** START Records **

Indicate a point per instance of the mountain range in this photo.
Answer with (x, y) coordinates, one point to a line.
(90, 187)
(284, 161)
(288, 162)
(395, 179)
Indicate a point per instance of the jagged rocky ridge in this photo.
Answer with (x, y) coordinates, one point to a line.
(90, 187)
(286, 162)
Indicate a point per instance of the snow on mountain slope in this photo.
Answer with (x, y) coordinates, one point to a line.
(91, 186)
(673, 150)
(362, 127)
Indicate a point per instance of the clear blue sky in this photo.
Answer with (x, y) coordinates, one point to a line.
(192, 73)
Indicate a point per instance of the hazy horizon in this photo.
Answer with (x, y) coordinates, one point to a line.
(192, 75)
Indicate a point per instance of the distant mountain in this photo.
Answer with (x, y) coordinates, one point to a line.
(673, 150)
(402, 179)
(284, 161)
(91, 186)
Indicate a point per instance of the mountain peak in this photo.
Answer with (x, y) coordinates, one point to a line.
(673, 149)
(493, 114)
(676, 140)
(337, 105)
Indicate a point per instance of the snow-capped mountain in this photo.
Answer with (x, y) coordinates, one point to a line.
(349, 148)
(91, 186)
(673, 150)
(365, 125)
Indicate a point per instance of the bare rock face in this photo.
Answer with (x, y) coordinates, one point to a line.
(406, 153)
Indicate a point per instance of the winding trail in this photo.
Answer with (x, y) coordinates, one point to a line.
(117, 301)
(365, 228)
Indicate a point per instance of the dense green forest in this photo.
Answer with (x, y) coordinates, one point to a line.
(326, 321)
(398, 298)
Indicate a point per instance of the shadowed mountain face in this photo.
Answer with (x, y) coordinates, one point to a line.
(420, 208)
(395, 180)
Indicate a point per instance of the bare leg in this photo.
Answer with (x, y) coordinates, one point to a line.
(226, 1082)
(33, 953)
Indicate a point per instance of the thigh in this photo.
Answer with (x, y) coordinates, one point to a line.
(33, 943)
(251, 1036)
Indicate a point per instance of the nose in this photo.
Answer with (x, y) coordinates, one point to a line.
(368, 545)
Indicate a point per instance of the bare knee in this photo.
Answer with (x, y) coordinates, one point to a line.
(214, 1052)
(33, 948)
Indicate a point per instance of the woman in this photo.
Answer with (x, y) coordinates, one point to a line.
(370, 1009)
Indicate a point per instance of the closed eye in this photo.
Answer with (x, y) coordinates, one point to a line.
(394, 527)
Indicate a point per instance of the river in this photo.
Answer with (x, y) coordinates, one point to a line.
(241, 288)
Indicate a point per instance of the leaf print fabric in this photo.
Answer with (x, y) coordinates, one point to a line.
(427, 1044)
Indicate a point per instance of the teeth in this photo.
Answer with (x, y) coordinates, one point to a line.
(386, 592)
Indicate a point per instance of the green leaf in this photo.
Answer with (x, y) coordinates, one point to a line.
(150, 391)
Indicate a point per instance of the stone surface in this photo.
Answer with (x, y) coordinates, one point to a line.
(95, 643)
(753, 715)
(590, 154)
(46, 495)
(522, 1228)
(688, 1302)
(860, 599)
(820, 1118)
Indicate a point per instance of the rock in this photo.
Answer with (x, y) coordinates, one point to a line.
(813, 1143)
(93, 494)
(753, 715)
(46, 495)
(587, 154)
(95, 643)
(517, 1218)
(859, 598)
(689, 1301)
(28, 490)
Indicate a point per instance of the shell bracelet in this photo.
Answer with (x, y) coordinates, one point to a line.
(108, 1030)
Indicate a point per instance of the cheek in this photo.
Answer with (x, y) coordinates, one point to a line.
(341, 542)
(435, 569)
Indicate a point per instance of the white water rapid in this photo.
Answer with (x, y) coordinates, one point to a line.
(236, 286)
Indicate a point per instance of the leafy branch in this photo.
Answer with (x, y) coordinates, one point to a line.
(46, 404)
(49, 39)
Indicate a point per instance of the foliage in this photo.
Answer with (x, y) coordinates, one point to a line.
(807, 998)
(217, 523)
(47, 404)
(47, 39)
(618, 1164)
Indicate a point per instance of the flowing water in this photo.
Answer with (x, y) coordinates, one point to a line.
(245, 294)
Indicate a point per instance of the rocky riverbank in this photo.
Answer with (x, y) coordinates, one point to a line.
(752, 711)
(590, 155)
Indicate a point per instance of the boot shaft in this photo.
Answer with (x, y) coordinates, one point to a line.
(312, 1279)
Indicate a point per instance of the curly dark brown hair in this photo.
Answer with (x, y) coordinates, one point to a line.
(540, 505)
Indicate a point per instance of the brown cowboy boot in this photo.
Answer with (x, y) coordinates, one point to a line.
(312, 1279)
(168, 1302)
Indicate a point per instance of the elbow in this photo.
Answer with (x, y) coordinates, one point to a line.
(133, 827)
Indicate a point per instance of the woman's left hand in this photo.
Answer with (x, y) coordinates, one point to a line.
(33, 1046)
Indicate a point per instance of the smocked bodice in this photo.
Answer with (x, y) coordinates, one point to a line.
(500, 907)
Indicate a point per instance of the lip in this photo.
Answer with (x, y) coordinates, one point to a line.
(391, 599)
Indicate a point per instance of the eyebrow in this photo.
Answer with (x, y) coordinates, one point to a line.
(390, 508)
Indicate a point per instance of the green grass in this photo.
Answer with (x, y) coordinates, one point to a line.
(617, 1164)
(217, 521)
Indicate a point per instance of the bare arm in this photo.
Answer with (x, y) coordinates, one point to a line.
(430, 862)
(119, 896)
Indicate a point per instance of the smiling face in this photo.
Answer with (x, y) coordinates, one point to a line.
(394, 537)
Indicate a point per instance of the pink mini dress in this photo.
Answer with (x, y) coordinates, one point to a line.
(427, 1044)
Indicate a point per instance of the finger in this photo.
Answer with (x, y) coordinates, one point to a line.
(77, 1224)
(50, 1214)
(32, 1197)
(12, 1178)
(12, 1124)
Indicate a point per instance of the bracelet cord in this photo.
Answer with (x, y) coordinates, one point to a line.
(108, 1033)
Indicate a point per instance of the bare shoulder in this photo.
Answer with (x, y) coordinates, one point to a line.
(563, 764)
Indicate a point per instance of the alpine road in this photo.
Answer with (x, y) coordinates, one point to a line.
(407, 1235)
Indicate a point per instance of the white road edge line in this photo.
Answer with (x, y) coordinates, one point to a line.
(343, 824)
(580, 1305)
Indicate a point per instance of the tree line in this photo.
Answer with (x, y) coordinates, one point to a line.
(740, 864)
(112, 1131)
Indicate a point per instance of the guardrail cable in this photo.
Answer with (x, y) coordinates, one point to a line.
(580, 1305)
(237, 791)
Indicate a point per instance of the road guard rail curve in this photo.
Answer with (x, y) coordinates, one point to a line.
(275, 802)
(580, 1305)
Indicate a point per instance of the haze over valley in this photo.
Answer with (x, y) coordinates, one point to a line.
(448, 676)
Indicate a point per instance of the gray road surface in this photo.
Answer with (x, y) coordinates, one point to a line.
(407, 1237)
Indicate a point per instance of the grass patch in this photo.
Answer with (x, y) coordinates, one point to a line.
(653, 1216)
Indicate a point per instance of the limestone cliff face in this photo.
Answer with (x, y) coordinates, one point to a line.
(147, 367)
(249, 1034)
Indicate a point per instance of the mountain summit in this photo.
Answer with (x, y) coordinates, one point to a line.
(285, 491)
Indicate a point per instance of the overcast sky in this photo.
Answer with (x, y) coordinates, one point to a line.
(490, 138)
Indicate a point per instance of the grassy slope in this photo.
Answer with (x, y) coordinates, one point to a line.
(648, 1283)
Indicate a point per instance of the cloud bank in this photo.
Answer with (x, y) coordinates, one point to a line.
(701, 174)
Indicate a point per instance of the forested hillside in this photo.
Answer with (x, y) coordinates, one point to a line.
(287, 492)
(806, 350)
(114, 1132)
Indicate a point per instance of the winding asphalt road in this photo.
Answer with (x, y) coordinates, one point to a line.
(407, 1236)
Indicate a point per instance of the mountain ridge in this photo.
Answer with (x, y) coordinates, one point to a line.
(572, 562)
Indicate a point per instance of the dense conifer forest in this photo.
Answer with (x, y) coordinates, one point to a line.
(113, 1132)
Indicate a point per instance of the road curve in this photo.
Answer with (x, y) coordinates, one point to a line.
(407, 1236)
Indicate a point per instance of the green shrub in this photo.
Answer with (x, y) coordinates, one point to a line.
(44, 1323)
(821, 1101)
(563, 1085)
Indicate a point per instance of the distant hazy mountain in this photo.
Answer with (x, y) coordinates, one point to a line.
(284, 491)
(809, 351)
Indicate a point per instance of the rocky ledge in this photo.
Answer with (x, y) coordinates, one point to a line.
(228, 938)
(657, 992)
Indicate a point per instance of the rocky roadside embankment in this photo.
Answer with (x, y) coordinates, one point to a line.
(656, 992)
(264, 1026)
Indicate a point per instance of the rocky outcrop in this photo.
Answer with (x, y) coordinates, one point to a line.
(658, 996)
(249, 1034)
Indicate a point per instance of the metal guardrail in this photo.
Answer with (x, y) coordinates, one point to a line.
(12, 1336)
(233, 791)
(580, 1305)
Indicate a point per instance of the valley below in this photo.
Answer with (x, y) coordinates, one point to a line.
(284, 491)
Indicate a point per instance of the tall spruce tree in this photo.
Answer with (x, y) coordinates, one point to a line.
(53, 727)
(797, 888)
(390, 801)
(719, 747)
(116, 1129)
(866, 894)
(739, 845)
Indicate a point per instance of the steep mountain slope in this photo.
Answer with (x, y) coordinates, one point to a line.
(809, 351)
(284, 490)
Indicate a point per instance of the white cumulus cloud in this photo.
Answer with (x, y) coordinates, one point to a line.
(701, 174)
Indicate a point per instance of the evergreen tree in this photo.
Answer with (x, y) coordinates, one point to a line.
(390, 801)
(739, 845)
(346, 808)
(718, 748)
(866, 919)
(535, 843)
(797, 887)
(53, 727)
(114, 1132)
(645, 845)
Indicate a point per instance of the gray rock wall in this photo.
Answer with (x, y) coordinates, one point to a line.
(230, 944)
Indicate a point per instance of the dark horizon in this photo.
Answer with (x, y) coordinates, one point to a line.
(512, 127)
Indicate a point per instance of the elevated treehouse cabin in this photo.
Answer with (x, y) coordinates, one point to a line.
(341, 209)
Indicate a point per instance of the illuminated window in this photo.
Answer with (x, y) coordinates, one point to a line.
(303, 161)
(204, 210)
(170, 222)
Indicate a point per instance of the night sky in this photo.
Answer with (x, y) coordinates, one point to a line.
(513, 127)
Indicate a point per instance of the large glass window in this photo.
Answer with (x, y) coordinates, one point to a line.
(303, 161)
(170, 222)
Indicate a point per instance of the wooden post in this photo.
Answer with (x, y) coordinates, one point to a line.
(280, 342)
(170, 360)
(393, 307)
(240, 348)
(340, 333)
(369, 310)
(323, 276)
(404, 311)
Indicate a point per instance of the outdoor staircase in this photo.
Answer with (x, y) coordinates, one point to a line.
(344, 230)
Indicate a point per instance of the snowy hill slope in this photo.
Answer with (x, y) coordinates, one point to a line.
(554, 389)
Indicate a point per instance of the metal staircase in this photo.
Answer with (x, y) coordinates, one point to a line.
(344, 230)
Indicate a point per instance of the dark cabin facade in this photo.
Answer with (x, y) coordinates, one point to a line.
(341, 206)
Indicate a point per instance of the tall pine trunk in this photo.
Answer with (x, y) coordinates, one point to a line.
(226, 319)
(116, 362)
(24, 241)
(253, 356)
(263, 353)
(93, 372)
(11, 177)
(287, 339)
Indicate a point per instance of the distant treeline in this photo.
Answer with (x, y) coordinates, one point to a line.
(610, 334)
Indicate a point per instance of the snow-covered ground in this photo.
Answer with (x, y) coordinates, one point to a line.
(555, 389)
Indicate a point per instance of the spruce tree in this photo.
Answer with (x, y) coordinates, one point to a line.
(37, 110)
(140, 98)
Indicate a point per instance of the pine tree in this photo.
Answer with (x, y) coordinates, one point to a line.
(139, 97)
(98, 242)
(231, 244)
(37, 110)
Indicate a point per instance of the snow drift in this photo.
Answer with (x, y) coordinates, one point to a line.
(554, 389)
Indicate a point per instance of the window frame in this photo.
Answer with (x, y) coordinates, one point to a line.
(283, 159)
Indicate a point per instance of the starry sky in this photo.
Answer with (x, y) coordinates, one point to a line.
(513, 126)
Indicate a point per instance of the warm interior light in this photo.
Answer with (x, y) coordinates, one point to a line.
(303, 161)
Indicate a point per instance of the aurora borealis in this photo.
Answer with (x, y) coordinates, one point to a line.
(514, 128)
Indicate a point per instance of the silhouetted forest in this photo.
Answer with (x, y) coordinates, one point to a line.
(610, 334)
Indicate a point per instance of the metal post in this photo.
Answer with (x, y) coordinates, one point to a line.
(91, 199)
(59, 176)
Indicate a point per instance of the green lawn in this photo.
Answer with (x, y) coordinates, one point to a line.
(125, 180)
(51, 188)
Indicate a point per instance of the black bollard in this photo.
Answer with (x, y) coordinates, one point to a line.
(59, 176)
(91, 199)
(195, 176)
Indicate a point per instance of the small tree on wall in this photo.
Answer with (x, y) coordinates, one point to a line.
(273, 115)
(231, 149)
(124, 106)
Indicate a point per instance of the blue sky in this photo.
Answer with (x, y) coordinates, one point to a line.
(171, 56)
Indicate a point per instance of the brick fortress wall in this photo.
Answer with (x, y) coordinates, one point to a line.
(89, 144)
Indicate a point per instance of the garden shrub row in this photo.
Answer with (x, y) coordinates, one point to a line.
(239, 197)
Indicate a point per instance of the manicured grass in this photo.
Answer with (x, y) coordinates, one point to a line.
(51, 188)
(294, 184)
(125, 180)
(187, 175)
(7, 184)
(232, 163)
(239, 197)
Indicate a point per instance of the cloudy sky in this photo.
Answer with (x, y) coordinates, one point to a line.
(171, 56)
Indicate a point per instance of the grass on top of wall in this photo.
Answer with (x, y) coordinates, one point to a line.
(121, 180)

** END Records **

Lay out the rows from the line with "Indicate a point per instance of the bracelet" up to and including the line with "(407, 1235)" as a Markdown table. Use the columns No. and Line, give each line a number, and leave out blank lines.

Answer for this exercise –
| No. | Line |
|---|---|
| 1 | Indicate a point per instance of the bracelet cord in this photo. |
| 2 | Answer with (x, y) coordinates, one point to a line. |
| 3 | (108, 1033) |
| 4 | Indicate a point per instance of the bare shoulder in this photo. |
| 5 | Answer with (x, y) coordinates, one point to a line. |
| 6 | (563, 764) |
| 7 | Indicate a point per instance of the alpine road in this photo. |
| 8 | Answer with (x, y) coordinates, one point to a line. |
| 9 | (407, 1235) |